(Rows from a box-labeling dataset)
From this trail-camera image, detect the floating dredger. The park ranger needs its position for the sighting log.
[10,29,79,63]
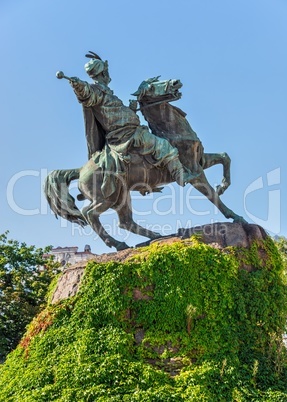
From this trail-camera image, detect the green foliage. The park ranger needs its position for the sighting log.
[0,238,287,402]
[0,233,57,362]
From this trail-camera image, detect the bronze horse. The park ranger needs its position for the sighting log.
[44,77,245,251]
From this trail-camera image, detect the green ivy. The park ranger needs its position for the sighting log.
[0,237,287,402]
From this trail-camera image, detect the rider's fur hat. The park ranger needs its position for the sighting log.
[85,51,108,77]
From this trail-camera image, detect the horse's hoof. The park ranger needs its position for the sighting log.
[233,216,248,224]
[116,242,130,251]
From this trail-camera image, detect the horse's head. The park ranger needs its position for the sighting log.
[132,76,182,103]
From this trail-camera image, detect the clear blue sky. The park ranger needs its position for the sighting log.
[0,0,287,253]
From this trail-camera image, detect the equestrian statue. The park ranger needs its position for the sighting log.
[44,51,245,251]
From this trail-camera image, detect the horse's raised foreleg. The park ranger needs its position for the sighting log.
[82,201,129,251]
[190,172,246,223]
[202,152,231,195]
[117,194,162,240]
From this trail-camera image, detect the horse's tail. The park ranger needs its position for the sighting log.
[44,169,87,226]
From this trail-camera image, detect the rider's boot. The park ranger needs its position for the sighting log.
[166,157,195,187]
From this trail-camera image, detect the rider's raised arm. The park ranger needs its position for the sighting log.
[70,77,103,107]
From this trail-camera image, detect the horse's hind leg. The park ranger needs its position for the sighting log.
[82,201,129,251]
[202,152,231,195]
[190,172,246,223]
[116,194,162,240]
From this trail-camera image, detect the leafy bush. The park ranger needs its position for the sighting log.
[0,233,57,362]
[0,238,287,402]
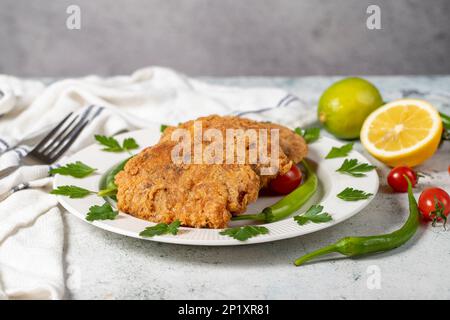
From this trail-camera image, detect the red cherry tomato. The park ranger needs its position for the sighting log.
[269,165,302,194]
[419,188,450,221]
[387,167,417,192]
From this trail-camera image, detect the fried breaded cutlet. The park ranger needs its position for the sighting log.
[115,116,307,228]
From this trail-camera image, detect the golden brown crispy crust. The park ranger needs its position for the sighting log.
[115,142,260,228]
[115,116,307,228]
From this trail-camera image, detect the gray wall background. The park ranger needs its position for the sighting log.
[0,0,450,76]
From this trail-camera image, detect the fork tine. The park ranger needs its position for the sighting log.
[38,116,78,154]
[30,112,73,153]
[48,120,89,163]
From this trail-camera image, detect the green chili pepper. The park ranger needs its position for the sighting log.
[232,161,318,223]
[294,176,420,266]
[97,157,131,197]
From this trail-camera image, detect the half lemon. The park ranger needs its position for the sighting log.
[361,99,442,167]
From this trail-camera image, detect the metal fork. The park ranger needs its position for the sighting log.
[28,112,90,164]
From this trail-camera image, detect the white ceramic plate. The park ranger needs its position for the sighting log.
[54,127,379,246]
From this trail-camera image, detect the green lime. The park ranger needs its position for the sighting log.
[317,78,383,139]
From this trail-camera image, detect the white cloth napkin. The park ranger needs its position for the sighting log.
[0,67,312,299]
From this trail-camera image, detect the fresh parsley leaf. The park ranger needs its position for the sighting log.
[294,205,333,226]
[50,186,94,199]
[220,226,269,241]
[123,138,139,150]
[95,134,139,152]
[86,202,118,222]
[337,188,373,201]
[139,220,181,238]
[325,142,353,159]
[49,161,97,178]
[336,159,376,177]
[294,128,320,143]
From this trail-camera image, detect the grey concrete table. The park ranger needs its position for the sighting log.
[64,76,450,299]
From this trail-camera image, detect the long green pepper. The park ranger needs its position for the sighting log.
[294,176,420,266]
[232,160,318,223]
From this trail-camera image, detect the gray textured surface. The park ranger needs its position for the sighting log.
[65,76,450,299]
[0,0,450,77]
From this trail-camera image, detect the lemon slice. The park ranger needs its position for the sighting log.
[361,99,442,167]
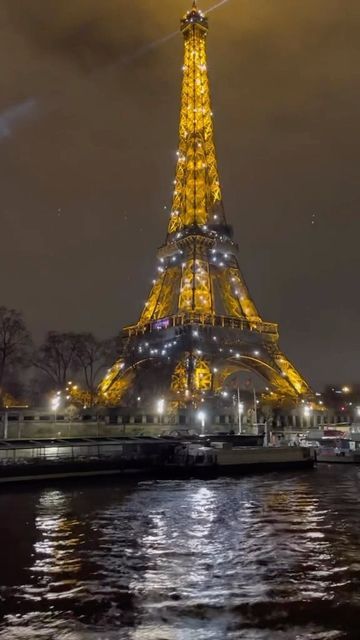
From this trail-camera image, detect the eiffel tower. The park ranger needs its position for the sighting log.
[99,2,313,406]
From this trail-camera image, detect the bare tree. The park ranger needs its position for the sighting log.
[0,307,31,406]
[75,333,114,406]
[33,331,78,389]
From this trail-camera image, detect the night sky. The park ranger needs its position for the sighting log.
[0,0,360,385]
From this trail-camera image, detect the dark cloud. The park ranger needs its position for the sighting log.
[0,0,360,382]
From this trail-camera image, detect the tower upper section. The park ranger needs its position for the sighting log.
[168,2,225,235]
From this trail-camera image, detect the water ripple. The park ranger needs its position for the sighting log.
[0,466,360,640]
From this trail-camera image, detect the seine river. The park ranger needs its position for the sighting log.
[0,465,360,640]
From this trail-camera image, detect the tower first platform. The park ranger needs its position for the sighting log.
[99,3,312,405]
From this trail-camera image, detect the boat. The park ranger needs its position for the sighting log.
[0,437,315,483]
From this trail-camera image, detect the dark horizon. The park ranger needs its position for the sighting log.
[0,0,360,387]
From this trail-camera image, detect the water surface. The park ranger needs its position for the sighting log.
[0,465,360,640]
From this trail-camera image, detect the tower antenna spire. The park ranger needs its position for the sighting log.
[99,5,313,407]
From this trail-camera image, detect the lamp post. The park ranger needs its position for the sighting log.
[156,398,165,424]
[238,387,244,436]
[198,411,206,436]
[304,405,312,429]
[50,393,60,423]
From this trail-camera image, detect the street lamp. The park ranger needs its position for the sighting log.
[304,405,312,428]
[156,398,165,424]
[50,392,60,422]
[238,398,244,436]
[198,411,206,436]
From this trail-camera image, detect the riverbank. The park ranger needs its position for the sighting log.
[0,436,314,483]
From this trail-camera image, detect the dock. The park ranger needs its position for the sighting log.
[0,437,314,483]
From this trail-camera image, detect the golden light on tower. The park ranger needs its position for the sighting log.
[100,2,312,403]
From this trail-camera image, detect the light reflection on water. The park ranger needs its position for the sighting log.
[0,466,360,640]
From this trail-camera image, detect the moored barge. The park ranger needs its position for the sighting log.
[0,437,314,483]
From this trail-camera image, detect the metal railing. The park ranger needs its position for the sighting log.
[125,313,278,336]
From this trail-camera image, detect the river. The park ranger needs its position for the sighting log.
[0,465,360,640]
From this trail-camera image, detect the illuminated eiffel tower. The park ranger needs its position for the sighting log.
[99,2,312,405]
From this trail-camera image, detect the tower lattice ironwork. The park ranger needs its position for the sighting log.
[99,2,312,404]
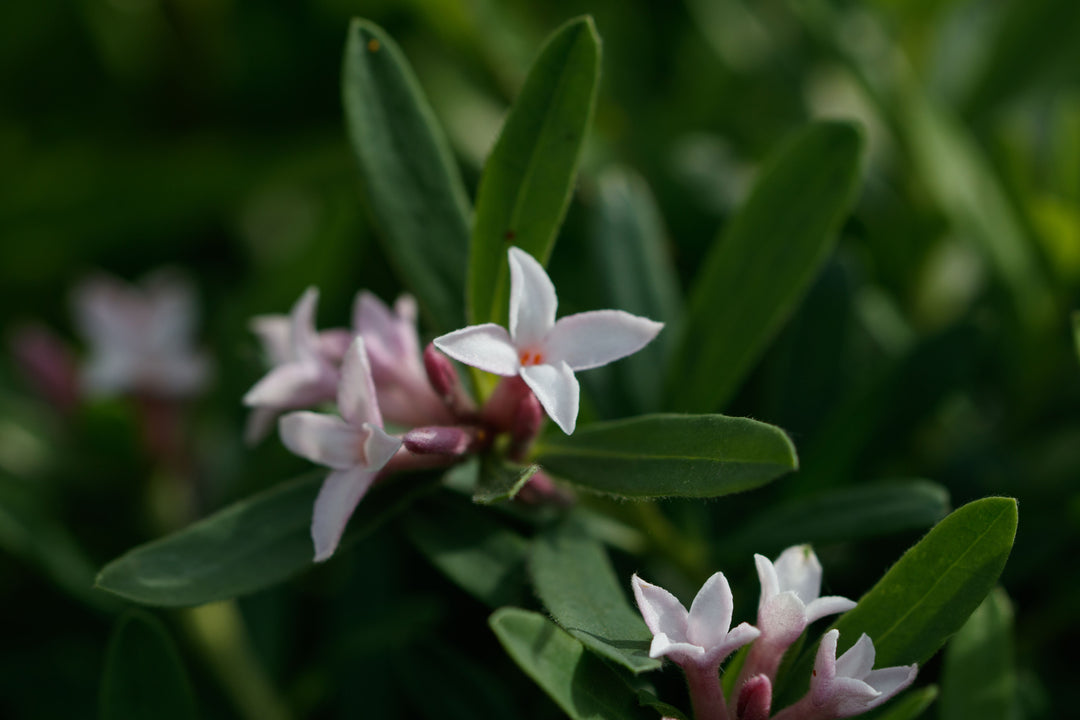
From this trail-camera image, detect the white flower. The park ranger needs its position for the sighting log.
[632,572,759,669]
[754,545,855,652]
[280,338,402,561]
[72,272,210,397]
[435,247,663,435]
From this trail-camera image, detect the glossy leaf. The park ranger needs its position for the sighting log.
[468,17,600,325]
[788,498,1016,708]
[667,122,862,412]
[342,19,470,331]
[488,608,656,720]
[99,610,199,720]
[405,497,528,608]
[940,587,1020,720]
[473,459,540,505]
[724,480,949,556]
[529,521,660,673]
[536,415,798,498]
[96,473,435,607]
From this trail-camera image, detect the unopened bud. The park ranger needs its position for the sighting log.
[403,425,476,456]
[735,675,772,720]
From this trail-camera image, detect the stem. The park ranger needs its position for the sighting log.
[683,664,729,720]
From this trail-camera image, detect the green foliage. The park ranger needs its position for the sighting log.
[98,611,200,720]
[468,17,600,325]
[96,473,432,607]
[667,123,862,412]
[342,19,470,330]
[535,415,798,498]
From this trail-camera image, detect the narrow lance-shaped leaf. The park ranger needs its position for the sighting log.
[488,608,657,720]
[529,520,660,673]
[787,498,1016,708]
[667,122,862,412]
[342,19,470,331]
[99,611,199,720]
[941,587,1020,720]
[96,473,435,607]
[535,415,798,498]
[468,17,600,324]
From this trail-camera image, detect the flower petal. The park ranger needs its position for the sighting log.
[508,247,558,348]
[519,363,581,435]
[686,572,734,650]
[544,310,664,370]
[773,545,821,604]
[433,323,521,377]
[631,575,687,647]
[836,633,875,680]
[279,411,366,470]
[361,423,402,472]
[338,335,382,427]
[311,467,376,562]
[806,595,858,625]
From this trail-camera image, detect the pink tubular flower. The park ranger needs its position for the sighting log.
[435,247,663,435]
[244,287,349,443]
[280,338,402,562]
[774,630,918,720]
[72,271,210,397]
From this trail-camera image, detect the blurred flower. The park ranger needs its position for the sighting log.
[632,572,759,669]
[280,338,402,562]
[72,271,210,397]
[244,287,341,443]
[435,247,663,435]
[774,630,918,720]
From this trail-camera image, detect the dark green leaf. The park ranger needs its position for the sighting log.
[468,17,600,324]
[536,415,798,498]
[473,458,540,505]
[529,520,660,673]
[100,610,199,720]
[405,497,528,608]
[724,480,949,555]
[488,608,656,720]
[342,19,470,331]
[667,122,862,412]
[777,498,1016,703]
[96,473,435,607]
[941,587,1020,720]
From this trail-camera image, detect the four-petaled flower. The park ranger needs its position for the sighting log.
[280,338,402,561]
[632,572,759,669]
[774,629,918,720]
[435,247,663,435]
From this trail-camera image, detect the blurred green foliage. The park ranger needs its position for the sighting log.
[0,0,1080,718]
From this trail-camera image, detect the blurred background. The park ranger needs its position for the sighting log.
[0,0,1080,718]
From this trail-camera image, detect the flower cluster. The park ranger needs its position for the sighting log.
[632,545,918,720]
[244,247,663,560]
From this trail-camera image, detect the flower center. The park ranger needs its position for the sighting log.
[521,350,543,365]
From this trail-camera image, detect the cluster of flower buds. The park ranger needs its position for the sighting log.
[632,545,918,720]
[244,247,663,560]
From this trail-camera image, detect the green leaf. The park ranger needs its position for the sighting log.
[788,498,1016,708]
[405,497,529,608]
[529,520,660,673]
[536,415,798,498]
[96,473,436,607]
[723,480,949,556]
[342,19,470,331]
[941,587,1020,720]
[488,608,656,720]
[590,168,683,413]
[468,17,600,324]
[99,610,199,720]
[667,122,862,412]
[473,458,540,505]
[861,685,937,720]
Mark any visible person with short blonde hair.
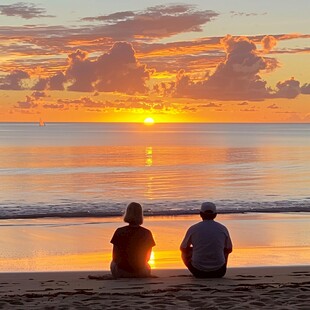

Task prompt: Turn every line of the material from the one containing "From this trail-camera image, detect the white ceramic" down through the one containing "[317,78,383,139]", both included, into a Markdown table with the columns Row and Entry. Put a row number in Row and the line itself in Entry, skipping any blank lines.

Response to the task:
| Row | Entry |
|---|---|
| 1 | From this trail-camera image, detect the white ceramic plate. The park ranger needs its position for the sighting log. |
| 2 | [54,127,379,246] |
| 3 | From this trail-camera image, detect the green lime. The park ranger needs its position for the sighting log. |
| 4 | [317,78,383,139] |